# [Dataset excerpts]
——————————
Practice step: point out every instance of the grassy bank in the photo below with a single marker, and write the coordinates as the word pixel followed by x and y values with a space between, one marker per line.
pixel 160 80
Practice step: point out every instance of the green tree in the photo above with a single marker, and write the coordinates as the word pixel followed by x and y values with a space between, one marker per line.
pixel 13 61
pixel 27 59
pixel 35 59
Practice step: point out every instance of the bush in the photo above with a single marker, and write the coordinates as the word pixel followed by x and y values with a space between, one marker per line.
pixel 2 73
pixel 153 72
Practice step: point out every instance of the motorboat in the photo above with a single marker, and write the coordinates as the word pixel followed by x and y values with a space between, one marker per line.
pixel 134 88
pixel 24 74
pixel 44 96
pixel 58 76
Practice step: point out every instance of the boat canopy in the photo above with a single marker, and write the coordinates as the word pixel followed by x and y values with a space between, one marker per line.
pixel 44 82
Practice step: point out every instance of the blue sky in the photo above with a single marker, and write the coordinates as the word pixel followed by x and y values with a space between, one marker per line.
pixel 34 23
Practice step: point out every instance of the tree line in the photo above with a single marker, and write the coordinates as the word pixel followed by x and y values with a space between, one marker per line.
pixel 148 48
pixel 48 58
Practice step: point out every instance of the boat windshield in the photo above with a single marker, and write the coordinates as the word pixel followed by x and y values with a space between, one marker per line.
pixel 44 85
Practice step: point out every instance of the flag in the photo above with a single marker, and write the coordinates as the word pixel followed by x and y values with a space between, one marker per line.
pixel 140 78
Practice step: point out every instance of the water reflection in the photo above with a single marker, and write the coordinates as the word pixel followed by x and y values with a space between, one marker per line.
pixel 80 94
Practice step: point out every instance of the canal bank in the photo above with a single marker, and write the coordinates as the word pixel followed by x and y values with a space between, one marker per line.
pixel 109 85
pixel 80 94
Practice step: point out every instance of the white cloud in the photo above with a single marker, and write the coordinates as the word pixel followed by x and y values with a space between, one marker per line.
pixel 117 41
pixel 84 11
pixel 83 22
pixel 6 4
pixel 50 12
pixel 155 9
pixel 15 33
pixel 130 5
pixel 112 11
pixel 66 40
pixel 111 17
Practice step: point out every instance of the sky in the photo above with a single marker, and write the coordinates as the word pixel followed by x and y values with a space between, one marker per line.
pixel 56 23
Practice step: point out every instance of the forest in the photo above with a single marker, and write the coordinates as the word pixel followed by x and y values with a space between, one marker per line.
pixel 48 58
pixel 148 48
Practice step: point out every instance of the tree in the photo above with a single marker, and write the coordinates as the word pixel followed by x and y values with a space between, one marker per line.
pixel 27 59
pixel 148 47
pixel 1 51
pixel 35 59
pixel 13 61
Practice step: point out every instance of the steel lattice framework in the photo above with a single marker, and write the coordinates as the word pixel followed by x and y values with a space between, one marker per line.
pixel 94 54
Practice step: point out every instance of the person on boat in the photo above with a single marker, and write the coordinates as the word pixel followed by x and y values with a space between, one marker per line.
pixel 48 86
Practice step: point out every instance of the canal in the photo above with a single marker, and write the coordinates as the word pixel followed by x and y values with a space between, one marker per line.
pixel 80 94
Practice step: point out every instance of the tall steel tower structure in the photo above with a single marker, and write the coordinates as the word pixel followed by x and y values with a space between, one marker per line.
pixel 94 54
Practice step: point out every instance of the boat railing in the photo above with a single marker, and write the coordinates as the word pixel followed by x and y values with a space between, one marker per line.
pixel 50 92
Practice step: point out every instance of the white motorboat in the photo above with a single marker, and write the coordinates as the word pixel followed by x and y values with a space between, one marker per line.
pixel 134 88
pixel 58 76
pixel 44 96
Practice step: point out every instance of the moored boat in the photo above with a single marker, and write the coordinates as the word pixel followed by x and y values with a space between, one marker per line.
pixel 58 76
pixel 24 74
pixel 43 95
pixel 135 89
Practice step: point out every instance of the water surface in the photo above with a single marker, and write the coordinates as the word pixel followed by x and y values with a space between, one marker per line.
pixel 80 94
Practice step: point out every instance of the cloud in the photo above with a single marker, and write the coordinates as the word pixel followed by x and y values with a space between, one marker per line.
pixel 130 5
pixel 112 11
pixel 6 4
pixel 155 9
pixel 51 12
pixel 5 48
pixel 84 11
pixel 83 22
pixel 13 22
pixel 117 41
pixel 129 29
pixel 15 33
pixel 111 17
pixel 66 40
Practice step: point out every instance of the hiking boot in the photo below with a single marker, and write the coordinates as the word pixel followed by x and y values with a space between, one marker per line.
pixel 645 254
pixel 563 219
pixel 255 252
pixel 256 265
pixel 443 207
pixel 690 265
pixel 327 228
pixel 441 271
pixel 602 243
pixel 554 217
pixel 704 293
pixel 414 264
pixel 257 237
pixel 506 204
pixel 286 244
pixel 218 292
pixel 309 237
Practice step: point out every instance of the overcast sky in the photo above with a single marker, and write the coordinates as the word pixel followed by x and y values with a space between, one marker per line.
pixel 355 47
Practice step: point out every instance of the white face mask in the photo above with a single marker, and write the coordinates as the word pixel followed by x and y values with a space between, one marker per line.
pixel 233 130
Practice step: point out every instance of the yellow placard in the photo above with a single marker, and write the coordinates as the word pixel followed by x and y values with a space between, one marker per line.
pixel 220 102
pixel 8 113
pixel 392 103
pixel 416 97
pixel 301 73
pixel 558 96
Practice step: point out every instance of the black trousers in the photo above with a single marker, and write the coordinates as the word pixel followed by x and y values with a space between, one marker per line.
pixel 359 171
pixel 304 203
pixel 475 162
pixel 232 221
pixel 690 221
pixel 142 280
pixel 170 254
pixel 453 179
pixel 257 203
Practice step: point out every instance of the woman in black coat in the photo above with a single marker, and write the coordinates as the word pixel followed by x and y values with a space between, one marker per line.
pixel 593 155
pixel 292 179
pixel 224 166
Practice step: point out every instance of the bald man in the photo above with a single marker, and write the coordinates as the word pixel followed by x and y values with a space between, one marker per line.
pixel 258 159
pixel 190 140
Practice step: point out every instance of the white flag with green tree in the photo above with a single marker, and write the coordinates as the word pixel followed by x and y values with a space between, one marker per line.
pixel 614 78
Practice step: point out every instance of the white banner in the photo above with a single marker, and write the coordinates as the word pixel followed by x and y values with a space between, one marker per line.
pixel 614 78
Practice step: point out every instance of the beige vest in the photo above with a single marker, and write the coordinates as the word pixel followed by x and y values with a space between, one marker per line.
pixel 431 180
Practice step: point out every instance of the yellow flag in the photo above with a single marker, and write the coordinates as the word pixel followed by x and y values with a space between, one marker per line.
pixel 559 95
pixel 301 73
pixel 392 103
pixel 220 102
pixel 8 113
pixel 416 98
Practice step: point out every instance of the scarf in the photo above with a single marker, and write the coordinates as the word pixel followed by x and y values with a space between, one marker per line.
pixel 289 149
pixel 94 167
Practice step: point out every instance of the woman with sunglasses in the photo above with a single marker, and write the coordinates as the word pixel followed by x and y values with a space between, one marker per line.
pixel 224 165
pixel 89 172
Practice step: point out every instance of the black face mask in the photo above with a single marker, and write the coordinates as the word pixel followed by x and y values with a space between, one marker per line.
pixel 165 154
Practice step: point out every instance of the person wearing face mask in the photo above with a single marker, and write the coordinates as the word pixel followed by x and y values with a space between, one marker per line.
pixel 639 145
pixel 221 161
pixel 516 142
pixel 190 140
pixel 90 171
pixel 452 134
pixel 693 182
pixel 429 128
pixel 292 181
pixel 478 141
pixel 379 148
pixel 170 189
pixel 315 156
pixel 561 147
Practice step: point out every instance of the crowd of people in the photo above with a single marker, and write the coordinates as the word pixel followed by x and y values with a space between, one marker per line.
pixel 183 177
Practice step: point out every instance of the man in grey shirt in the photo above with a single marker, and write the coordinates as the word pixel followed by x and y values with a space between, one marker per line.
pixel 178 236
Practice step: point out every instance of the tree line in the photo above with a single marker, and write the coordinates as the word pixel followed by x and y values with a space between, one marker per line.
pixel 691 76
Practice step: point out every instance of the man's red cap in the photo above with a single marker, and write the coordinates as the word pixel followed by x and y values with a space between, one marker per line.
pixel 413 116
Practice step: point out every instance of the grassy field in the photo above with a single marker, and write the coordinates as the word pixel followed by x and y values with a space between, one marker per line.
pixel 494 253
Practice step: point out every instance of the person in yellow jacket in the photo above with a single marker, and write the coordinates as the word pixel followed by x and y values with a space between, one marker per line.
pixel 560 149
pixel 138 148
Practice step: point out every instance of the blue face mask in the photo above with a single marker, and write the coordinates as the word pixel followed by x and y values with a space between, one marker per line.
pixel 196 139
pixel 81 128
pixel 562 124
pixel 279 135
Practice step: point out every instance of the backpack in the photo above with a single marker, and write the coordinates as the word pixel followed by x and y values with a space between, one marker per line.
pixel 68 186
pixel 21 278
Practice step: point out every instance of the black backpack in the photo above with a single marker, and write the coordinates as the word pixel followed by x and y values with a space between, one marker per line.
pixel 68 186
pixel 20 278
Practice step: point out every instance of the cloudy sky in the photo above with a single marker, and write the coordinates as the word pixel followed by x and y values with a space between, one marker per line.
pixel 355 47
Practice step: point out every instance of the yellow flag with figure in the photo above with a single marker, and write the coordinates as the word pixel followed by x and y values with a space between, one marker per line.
——————————
# [Problem description]
Please echo everything from the line containing "Practice step: point out every instance of the black trousers" down to the line containing "pixel 257 203", repeating each one precisely and including both of those lines.

# [Full response]
Practice step: point out every instance of the black trousers in the photo above with a single marker, and write the coordinates as the word pixel followed by x and y values with a space between, one marker per line.
pixel 359 171
pixel 304 203
pixel 475 162
pixel 232 221
pixel 690 221
pixel 142 280
pixel 170 254
pixel 453 179
pixel 257 203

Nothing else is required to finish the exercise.